TASK GOAL -
Using the data beneath this instruction, retype only the lines from the one that contains "box: [232, 19, 1200, 292]" down to the one that contains "22L240 103L267 252L332", both included, exactly as they appear.

(Beginning of TASK INPUTS)

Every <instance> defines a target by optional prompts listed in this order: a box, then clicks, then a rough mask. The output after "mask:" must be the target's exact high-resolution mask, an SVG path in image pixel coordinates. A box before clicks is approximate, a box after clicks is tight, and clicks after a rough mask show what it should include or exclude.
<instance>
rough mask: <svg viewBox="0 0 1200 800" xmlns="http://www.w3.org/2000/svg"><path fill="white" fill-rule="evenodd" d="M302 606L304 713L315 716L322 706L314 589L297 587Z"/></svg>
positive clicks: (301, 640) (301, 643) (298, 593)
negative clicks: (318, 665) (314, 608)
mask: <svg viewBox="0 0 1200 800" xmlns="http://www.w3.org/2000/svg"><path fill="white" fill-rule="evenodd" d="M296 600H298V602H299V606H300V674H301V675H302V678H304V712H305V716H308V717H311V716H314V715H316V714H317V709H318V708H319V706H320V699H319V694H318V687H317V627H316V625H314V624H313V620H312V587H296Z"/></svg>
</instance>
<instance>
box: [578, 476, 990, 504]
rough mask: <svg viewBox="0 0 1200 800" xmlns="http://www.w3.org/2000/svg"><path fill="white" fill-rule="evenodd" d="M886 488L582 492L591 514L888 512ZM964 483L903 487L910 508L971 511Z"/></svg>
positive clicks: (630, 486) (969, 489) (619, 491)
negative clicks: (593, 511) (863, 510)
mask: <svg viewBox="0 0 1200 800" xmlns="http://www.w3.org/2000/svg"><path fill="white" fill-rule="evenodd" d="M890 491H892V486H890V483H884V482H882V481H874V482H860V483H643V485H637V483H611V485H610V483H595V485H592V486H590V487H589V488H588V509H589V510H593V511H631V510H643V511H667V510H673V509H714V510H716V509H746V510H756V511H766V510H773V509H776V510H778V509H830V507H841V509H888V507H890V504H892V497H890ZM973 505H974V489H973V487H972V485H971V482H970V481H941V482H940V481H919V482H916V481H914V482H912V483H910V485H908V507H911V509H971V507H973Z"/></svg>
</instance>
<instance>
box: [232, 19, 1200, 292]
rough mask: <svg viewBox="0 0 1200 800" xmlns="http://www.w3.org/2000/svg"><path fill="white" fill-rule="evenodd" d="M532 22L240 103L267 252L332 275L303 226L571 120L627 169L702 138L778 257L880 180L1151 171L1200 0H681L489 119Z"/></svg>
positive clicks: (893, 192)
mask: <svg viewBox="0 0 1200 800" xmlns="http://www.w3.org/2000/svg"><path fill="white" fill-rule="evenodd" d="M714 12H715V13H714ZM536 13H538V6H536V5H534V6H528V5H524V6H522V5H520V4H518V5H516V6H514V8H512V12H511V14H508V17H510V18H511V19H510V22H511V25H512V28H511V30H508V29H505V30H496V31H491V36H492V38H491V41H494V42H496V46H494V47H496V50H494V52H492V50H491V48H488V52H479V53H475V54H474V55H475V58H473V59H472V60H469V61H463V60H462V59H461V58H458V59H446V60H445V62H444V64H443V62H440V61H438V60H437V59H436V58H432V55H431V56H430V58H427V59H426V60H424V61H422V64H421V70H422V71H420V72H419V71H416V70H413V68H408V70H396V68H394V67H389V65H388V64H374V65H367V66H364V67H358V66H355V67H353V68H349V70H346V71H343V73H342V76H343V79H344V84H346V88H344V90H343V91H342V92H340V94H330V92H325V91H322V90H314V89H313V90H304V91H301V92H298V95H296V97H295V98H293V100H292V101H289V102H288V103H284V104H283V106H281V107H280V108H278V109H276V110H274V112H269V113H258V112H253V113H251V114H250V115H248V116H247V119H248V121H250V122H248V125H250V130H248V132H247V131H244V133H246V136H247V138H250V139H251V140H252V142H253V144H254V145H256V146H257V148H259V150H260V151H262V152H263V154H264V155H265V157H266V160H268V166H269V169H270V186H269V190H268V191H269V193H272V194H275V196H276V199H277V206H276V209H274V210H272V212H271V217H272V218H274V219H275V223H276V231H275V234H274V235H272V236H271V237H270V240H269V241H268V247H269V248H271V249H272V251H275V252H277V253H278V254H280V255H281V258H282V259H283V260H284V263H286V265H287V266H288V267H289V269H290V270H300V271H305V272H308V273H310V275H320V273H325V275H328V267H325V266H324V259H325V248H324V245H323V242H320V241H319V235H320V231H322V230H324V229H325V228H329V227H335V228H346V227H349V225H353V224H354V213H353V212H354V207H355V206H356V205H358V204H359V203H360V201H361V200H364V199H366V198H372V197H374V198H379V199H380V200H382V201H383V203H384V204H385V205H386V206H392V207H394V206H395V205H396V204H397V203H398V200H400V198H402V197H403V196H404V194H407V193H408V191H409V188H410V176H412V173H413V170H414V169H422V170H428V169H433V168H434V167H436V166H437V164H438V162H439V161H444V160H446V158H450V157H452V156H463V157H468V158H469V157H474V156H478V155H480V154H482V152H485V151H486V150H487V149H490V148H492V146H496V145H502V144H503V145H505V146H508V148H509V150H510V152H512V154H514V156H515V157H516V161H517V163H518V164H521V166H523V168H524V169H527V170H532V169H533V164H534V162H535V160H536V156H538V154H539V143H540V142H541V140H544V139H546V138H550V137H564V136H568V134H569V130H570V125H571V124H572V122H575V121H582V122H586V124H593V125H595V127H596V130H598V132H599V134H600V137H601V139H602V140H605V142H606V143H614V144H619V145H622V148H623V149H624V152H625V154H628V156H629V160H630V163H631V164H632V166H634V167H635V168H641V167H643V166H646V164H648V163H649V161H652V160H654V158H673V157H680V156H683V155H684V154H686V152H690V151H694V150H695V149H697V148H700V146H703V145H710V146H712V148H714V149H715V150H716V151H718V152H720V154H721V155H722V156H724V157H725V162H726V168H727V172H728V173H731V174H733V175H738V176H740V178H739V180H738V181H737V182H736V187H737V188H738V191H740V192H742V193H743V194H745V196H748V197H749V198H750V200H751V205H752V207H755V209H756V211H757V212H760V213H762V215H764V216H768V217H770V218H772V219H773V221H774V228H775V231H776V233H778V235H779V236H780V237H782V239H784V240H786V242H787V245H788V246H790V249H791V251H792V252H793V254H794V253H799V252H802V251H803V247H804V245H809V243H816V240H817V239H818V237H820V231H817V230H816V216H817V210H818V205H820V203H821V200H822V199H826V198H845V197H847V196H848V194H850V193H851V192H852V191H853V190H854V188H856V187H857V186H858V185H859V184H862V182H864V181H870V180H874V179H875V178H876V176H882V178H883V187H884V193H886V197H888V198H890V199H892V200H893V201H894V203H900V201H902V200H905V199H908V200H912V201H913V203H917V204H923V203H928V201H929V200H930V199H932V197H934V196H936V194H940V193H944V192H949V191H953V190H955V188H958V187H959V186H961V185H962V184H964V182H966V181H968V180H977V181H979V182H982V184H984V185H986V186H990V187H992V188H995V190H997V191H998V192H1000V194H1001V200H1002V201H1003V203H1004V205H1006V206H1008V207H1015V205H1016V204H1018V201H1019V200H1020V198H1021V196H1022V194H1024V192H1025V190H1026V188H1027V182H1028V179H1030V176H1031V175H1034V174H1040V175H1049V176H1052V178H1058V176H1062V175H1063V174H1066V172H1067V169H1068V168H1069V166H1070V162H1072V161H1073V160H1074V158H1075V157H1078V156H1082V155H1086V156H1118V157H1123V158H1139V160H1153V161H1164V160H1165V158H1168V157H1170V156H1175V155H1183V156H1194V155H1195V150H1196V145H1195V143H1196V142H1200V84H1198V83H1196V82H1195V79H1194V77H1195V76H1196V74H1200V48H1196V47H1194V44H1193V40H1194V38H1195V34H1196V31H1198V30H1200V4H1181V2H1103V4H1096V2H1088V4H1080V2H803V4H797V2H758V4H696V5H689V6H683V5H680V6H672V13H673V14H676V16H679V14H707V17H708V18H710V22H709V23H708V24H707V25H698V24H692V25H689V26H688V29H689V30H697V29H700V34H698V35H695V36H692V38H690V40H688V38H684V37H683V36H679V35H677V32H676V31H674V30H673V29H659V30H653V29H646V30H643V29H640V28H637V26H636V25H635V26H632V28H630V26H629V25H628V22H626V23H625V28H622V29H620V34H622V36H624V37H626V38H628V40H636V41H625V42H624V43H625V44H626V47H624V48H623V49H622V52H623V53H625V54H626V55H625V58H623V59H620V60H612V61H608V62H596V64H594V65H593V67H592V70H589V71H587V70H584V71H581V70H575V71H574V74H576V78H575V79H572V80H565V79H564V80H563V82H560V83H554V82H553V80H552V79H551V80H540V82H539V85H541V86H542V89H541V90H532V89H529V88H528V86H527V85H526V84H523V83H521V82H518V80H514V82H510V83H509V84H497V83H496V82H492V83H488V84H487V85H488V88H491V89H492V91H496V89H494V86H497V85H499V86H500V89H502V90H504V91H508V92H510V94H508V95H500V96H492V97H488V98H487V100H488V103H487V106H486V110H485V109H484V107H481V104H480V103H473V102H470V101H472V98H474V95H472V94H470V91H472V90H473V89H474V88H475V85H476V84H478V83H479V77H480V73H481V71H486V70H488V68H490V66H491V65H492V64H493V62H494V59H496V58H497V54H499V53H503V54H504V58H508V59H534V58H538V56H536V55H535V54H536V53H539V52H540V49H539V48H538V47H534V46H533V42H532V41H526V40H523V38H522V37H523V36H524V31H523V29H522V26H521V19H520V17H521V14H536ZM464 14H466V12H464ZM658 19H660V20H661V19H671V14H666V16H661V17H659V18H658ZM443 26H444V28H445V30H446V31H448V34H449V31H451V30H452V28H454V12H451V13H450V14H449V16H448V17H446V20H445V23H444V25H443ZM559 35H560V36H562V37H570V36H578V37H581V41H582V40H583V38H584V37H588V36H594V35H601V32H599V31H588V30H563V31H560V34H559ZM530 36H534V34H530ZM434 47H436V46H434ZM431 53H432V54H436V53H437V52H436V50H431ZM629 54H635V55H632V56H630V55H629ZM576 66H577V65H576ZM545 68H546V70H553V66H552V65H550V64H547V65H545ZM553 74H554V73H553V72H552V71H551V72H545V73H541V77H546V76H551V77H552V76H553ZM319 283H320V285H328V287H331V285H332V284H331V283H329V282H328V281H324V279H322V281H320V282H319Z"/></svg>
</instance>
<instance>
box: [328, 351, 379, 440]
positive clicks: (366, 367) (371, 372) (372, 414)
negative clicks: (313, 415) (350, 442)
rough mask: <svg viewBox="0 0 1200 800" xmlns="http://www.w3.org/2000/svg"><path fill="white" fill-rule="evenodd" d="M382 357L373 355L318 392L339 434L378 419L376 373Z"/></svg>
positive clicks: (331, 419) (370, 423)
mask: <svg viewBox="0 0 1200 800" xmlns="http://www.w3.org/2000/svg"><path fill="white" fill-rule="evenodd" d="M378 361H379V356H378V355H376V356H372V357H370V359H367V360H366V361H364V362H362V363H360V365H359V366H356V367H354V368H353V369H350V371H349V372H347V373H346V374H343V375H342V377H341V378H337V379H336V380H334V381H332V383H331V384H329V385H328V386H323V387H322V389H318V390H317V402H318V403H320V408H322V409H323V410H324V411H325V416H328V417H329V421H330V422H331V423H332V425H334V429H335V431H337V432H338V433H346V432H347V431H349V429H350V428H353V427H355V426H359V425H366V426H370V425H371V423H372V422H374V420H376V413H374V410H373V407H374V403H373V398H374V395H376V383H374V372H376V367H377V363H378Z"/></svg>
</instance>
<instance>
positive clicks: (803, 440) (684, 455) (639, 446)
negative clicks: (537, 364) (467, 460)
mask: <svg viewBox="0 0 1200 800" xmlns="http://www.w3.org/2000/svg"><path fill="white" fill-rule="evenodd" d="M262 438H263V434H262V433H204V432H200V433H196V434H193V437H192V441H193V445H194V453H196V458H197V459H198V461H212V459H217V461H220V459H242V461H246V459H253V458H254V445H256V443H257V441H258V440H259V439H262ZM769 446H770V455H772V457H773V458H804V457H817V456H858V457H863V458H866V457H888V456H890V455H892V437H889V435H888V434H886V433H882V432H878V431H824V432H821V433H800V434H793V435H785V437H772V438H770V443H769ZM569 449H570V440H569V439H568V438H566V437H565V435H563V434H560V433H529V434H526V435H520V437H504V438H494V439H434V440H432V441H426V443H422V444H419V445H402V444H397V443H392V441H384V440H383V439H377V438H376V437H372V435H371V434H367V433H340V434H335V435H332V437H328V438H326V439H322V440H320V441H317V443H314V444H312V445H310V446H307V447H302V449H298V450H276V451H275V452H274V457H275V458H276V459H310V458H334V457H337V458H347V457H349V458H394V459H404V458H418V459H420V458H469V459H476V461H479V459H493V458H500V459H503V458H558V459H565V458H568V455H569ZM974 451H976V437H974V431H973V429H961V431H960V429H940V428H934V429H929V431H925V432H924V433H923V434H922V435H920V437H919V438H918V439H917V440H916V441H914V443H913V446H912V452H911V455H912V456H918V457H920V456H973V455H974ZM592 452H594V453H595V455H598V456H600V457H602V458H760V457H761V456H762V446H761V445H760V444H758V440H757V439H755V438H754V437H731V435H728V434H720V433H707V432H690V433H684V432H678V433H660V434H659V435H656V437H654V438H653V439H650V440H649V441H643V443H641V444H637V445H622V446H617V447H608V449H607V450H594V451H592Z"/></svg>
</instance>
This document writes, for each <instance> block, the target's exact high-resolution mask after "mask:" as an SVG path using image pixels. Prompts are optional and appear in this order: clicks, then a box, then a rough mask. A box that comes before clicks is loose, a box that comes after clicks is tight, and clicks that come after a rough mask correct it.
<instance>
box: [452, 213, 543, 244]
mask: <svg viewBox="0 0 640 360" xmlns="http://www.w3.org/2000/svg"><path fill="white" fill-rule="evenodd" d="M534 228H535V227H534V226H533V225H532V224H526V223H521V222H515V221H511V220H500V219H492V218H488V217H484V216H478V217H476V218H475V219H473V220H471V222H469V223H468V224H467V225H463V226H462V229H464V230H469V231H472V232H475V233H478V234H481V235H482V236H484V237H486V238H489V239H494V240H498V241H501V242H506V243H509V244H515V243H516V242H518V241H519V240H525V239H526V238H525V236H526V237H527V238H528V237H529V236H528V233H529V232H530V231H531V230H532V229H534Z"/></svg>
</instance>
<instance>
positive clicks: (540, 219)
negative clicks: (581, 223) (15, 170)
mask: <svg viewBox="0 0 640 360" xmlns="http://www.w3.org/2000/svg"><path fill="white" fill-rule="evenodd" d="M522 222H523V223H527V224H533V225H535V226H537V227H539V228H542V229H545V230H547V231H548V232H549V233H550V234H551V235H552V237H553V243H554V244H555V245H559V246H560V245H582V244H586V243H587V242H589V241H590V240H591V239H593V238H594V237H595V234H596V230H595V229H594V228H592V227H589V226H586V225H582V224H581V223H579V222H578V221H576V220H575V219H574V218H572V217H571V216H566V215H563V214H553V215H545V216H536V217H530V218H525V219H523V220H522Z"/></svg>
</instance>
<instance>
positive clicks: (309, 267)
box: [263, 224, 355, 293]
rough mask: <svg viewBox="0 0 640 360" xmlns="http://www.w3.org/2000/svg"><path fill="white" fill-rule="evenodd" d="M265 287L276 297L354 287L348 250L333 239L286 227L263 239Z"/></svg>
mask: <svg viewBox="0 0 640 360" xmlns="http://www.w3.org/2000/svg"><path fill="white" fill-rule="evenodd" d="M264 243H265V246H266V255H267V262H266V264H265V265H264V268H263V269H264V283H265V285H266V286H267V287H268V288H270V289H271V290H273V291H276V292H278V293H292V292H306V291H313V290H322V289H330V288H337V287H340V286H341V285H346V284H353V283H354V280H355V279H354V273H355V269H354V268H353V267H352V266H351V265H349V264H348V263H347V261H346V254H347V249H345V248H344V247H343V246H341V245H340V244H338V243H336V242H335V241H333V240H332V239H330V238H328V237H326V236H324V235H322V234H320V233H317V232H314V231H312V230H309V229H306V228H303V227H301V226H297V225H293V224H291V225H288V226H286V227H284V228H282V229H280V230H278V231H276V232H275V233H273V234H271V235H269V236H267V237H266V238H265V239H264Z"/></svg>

(End of TASK INPUTS)

SOLVED EXERCISE -
box: [232, 19, 1200, 292]
rough mask: <svg viewBox="0 0 1200 800" xmlns="http://www.w3.org/2000/svg"><path fill="white" fill-rule="evenodd" d="M532 22L240 103L267 252L332 275L303 226L571 120L627 169L702 138L778 257L880 180L1151 171L1200 0H681L489 119Z"/></svg>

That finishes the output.